GOAL
Pull out every line of the data that contains the word "flower", and list those lines.

RECORDS SUPPLIED

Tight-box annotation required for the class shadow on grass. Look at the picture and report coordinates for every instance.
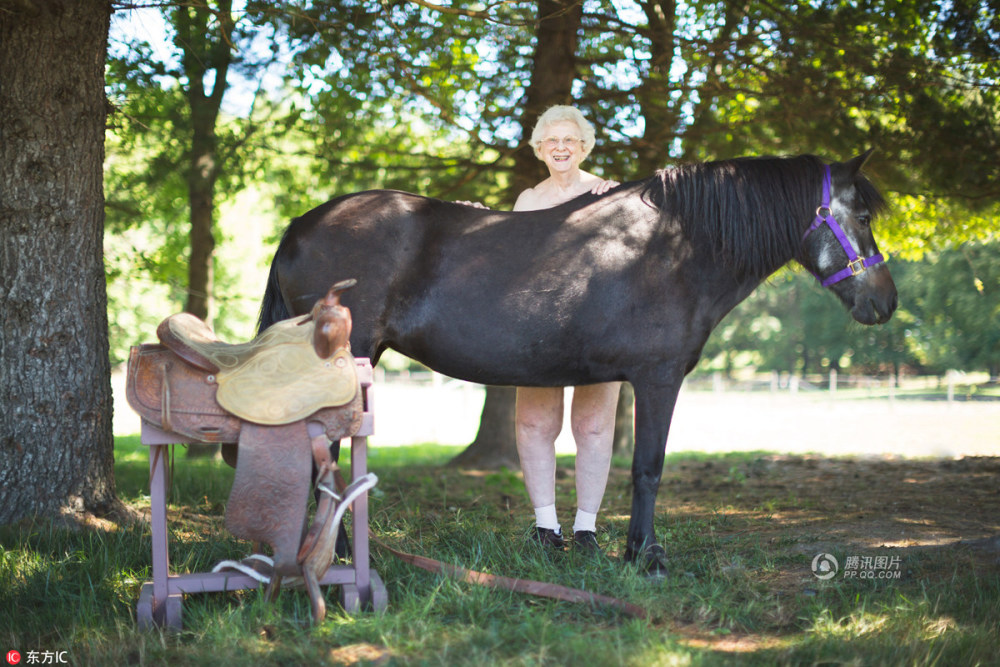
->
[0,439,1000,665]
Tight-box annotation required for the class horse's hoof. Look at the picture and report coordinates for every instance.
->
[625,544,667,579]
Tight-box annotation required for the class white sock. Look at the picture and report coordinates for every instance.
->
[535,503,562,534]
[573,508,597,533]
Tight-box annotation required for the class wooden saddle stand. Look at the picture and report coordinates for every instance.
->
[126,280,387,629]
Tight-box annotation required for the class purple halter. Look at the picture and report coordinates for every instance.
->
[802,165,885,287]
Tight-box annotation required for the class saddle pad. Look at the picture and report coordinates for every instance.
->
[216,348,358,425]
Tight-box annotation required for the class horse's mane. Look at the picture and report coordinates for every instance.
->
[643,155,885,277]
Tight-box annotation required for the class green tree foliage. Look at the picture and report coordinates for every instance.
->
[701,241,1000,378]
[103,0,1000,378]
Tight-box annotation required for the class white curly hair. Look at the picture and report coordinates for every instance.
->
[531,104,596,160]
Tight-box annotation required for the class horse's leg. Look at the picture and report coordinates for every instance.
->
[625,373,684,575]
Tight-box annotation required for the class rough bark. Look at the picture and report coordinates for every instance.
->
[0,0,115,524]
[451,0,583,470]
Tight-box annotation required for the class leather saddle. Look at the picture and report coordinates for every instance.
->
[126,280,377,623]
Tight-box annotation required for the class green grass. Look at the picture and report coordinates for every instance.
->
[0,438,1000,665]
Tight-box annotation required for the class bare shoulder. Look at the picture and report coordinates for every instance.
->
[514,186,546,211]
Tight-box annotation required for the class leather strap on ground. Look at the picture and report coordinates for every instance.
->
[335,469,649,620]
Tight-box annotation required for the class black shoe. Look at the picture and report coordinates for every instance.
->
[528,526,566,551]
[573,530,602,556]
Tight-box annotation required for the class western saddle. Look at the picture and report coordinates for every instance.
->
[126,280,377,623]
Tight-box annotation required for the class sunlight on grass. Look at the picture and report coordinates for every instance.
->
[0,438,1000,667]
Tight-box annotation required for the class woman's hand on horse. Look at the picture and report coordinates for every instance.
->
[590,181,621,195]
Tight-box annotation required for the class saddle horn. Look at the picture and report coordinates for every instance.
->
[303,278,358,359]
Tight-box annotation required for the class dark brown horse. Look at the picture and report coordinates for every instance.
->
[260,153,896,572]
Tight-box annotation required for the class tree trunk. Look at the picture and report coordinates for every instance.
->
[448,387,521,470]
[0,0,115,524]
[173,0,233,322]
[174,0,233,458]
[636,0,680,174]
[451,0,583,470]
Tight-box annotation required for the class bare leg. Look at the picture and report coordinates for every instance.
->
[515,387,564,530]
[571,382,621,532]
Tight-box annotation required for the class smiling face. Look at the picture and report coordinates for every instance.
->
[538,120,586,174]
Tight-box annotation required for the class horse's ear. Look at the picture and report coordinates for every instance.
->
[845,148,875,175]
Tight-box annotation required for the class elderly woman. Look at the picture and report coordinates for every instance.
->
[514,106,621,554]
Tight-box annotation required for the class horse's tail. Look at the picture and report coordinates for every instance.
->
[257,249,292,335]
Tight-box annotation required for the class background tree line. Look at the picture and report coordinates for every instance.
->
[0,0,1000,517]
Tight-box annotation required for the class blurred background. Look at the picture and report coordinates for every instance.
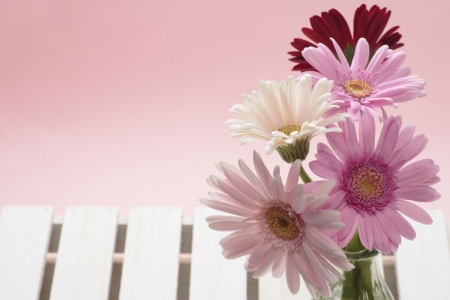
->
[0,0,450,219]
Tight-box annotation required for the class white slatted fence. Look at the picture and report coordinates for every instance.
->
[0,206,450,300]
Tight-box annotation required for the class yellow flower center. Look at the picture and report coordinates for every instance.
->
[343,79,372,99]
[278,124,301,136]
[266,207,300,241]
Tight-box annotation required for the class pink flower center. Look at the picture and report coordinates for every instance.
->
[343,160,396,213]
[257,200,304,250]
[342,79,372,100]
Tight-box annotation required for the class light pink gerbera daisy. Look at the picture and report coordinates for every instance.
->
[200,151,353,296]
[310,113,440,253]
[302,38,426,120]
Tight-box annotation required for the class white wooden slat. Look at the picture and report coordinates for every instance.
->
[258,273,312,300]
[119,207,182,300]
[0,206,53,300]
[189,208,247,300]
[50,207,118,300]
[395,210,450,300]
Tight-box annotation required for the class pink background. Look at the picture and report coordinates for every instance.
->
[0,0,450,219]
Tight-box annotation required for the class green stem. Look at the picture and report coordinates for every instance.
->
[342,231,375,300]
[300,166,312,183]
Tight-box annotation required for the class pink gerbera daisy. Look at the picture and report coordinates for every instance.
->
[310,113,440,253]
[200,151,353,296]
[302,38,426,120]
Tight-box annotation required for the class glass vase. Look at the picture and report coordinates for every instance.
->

THE RESULT
Tight-box annotation required for the class yellow flower center. Look at the picture and report coordinates for every instance.
Tight-box annotation required for the class pink flower center. Look at the picture and report coordinates for every instance.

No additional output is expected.